PROBLEM REQUIREMENTS.
Your answer should be every line of the records that contains the word "below".

RECORDS SUPPLIED.
◆ ◆ ◆ ◆ ◆ ◆ ◆

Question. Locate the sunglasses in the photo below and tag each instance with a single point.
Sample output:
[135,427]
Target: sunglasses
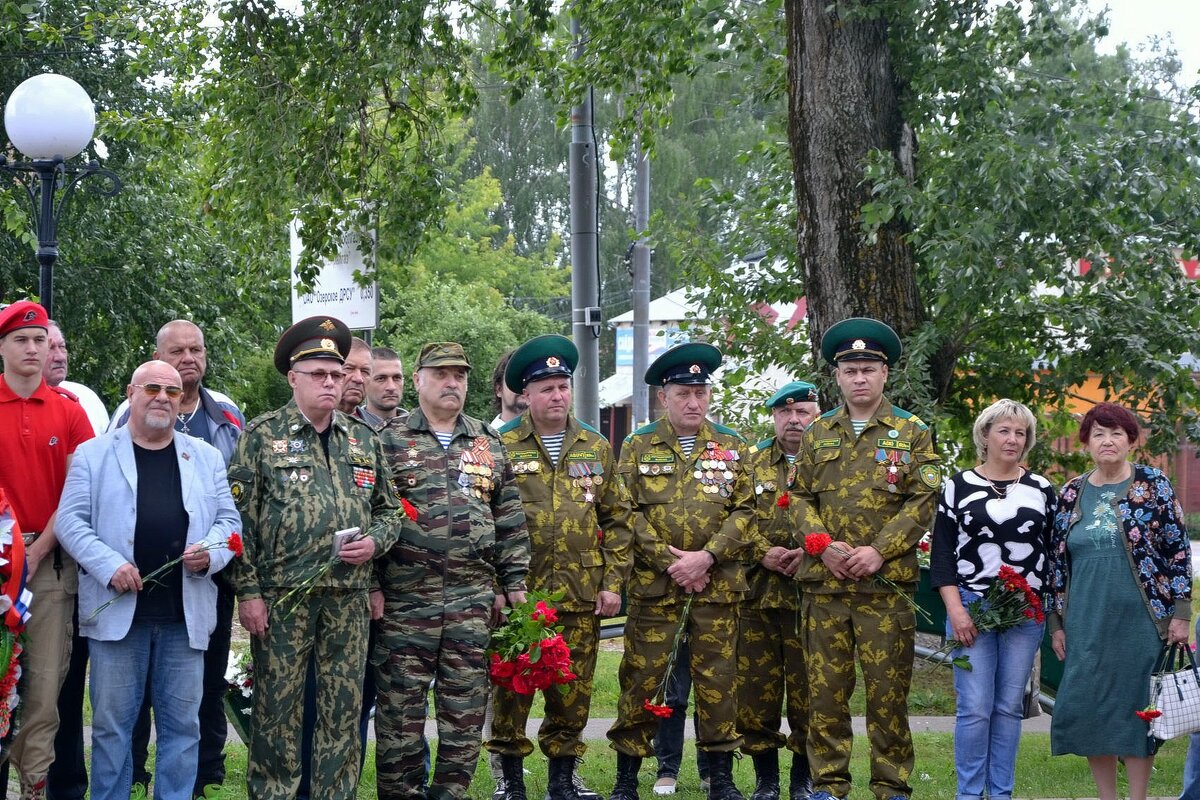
[151,390]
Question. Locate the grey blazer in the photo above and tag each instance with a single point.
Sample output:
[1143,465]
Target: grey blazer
[96,518]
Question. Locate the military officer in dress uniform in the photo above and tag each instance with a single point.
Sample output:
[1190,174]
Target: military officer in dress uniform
[771,660]
[467,555]
[317,505]
[868,475]
[694,515]
[579,517]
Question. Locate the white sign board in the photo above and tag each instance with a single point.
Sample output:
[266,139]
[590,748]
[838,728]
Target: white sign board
[335,293]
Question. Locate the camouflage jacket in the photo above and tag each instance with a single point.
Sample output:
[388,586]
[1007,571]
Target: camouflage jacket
[567,505]
[292,500]
[777,525]
[879,488]
[699,501]
[471,530]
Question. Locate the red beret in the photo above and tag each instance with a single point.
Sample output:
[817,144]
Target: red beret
[24,313]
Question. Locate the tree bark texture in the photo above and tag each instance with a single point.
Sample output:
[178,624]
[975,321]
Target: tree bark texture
[843,102]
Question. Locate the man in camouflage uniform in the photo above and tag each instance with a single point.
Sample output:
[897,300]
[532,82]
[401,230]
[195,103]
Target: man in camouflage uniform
[867,474]
[439,581]
[300,475]
[771,660]
[567,474]
[694,513]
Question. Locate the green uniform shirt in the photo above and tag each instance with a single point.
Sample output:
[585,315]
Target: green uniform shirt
[773,479]
[577,510]
[699,501]
[471,530]
[843,487]
[292,500]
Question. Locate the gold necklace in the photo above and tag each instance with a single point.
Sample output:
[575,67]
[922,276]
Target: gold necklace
[1001,491]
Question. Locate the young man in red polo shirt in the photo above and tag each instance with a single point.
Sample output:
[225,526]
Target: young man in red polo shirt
[40,428]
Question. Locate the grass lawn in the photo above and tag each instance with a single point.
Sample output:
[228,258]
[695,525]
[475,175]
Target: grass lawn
[1038,775]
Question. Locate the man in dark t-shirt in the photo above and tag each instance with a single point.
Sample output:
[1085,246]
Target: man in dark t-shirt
[147,601]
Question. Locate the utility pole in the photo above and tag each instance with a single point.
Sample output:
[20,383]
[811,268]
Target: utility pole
[641,289]
[585,254]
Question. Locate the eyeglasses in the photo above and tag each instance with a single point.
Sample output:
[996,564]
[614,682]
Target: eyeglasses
[151,390]
[322,376]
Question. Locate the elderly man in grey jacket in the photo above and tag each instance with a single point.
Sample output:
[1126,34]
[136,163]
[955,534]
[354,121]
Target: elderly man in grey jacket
[147,500]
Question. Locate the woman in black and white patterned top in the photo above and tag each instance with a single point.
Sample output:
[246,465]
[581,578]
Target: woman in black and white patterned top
[995,515]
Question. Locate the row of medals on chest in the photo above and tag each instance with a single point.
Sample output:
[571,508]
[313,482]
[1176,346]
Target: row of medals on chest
[585,475]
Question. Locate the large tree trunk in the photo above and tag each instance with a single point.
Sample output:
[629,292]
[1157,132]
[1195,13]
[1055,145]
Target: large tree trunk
[844,102]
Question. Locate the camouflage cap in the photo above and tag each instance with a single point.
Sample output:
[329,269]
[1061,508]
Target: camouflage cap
[442,354]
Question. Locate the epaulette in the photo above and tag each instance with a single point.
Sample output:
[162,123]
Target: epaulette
[65,392]
[909,415]
[727,431]
[763,445]
[261,419]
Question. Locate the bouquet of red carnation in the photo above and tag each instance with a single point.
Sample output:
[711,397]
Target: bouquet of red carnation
[1007,602]
[528,651]
[819,542]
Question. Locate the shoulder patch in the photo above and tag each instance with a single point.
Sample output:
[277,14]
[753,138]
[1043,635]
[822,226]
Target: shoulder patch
[589,428]
[763,445]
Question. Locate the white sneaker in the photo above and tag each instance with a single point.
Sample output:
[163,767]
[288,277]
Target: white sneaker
[664,786]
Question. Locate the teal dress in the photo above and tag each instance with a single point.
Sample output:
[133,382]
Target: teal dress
[1111,641]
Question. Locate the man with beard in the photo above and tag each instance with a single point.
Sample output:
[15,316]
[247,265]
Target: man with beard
[771,660]
[358,373]
[136,500]
[565,470]
[443,581]
[40,429]
[313,489]
[205,414]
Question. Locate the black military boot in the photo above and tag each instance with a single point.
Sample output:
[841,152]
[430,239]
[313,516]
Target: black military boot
[766,771]
[801,783]
[514,777]
[628,767]
[720,777]
[561,779]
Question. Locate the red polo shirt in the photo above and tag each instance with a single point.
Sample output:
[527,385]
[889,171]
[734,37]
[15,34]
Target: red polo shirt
[37,434]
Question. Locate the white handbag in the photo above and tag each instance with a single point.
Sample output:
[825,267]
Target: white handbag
[1175,691]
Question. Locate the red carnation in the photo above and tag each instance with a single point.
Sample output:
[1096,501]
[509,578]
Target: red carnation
[661,711]
[544,613]
[816,543]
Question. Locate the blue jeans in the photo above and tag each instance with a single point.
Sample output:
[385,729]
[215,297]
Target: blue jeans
[990,708]
[119,672]
[669,739]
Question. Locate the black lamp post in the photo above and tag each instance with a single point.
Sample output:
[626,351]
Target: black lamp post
[51,119]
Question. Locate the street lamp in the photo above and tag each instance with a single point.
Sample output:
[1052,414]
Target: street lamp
[51,119]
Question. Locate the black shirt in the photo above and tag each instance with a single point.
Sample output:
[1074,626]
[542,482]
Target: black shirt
[160,534]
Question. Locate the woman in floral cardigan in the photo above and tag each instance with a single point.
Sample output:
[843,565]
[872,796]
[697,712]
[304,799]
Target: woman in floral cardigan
[1120,587]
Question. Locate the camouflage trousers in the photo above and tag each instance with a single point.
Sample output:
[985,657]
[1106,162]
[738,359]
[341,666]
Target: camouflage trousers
[880,626]
[771,663]
[413,649]
[567,714]
[330,627]
[649,632]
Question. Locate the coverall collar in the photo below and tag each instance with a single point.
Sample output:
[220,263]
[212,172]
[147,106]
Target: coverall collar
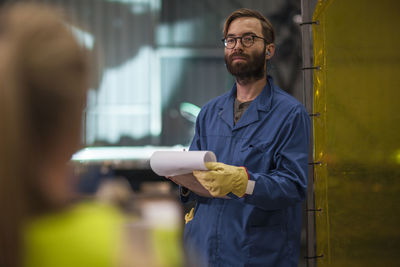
[262,103]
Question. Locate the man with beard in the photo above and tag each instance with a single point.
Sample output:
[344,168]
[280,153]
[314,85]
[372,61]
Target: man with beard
[260,136]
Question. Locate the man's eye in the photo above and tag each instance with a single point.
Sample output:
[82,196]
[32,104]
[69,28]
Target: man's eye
[247,38]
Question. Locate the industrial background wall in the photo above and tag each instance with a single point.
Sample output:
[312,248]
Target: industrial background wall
[357,140]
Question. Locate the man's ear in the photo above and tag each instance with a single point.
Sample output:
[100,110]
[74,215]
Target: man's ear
[269,51]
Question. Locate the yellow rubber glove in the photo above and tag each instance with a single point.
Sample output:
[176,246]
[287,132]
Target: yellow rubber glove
[189,216]
[221,179]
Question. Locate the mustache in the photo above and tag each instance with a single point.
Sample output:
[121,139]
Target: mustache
[238,54]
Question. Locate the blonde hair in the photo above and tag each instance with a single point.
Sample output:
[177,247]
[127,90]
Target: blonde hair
[43,82]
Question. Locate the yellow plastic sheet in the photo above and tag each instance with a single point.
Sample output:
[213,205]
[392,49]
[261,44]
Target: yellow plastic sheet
[357,135]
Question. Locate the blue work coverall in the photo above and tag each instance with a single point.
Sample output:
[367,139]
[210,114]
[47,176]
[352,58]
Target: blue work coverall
[271,140]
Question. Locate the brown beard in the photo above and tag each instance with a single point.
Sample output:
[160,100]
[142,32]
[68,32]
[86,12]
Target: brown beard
[253,69]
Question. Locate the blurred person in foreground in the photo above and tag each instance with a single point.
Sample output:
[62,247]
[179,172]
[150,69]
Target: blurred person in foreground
[43,86]
[260,136]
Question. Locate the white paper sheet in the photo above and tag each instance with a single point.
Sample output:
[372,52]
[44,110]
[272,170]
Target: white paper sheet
[171,163]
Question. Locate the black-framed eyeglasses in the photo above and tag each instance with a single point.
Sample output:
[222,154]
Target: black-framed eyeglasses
[247,40]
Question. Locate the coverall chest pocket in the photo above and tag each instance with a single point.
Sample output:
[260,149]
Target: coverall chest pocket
[256,155]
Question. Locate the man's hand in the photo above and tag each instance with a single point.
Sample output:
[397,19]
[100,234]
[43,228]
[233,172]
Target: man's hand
[190,182]
[221,179]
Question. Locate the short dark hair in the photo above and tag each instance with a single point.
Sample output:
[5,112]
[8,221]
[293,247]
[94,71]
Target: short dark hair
[267,29]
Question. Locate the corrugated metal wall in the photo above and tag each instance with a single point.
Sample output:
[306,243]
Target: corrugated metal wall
[152,55]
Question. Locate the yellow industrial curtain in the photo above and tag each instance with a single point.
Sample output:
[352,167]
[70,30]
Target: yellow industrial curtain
[357,132]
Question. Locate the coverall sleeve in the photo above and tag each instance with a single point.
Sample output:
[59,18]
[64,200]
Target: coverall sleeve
[286,183]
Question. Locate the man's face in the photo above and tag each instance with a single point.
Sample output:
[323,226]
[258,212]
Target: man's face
[246,62]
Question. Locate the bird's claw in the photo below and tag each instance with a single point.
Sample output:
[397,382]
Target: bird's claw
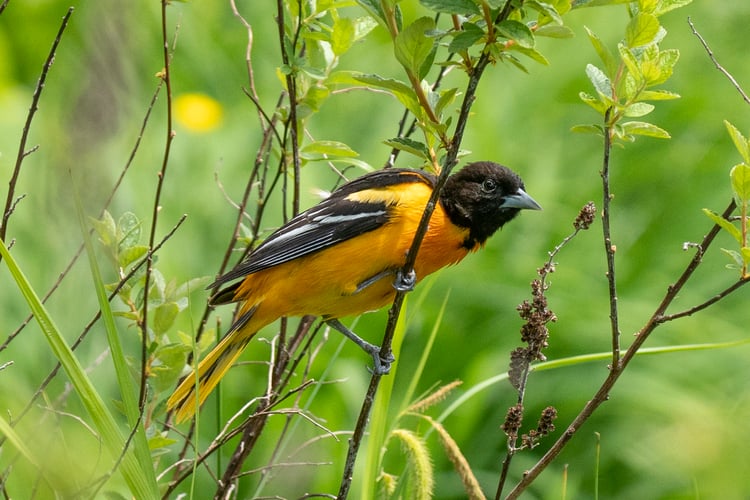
[405,283]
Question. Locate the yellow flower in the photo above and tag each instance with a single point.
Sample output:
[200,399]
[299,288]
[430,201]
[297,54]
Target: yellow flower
[197,112]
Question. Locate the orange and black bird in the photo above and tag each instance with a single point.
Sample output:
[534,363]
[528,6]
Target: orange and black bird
[343,256]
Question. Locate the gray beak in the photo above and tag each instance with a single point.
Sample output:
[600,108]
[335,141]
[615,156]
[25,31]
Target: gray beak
[520,200]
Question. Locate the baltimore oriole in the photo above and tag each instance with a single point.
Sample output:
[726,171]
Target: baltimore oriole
[340,257]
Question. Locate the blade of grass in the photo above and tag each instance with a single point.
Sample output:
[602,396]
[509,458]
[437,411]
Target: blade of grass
[132,471]
[17,442]
[125,382]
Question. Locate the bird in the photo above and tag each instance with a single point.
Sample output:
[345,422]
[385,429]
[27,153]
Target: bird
[343,257]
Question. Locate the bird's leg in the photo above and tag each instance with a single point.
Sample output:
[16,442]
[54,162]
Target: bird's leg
[382,362]
[405,283]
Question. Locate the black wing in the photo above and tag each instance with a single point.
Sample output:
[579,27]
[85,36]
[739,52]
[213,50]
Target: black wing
[338,218]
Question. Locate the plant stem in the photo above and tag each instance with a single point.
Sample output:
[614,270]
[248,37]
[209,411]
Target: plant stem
[609,247]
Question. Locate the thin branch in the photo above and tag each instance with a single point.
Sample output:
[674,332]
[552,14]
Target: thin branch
[22,153]
[602,394]
[711,56]
[609,247]
[704,305]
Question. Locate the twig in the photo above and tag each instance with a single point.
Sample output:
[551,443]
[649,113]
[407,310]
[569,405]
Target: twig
[22,152]
[165,76]
[716,63]
[609,247]
[602,394]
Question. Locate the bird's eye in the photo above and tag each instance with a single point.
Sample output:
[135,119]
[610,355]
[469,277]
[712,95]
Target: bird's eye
[488,186]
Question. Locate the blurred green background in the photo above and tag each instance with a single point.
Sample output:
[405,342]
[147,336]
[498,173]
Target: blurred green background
[676,424]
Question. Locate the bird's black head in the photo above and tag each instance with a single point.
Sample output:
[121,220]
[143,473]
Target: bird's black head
[483,196]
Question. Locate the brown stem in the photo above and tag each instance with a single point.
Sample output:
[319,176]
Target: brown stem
[11,198]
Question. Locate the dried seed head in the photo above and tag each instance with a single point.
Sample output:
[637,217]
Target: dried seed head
[546,421]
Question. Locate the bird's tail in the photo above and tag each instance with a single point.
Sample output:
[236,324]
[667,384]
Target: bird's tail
[191,393]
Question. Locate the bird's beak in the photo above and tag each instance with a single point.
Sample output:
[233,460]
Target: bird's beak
[520,200]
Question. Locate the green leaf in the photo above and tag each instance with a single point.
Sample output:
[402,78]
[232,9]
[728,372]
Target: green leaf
[446,98]
[363,26]
[641,30]
[412,46]
[740,178]
[190,286]
[646,129]
[587,129]
[106,229]
[328,148]
[410,146]
[610,63]
[647,5]
[460,7]
[601,82]
[742,144]
[724,224]
[342,36]
[518,32]
[375,9]
[470,34]
[547,12]
[598,105]
[631,63]
[532,54]
[745,251]
[735,256]
[166,368]
[400,91]
[577,4]
[638,109]
[164,316]
[128,230]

◆ ◆ ◆ ◆ ◆ ◆ ◆

EXERCISE RESULT.
Question. Locate the sunglasses in the photo below and tag each instance with a single point.
Question. Locate the coverall collar in the photo below and tag each instance with a single point.
Question. Locate the bird's claw in the photo below and tag each instance with a single point.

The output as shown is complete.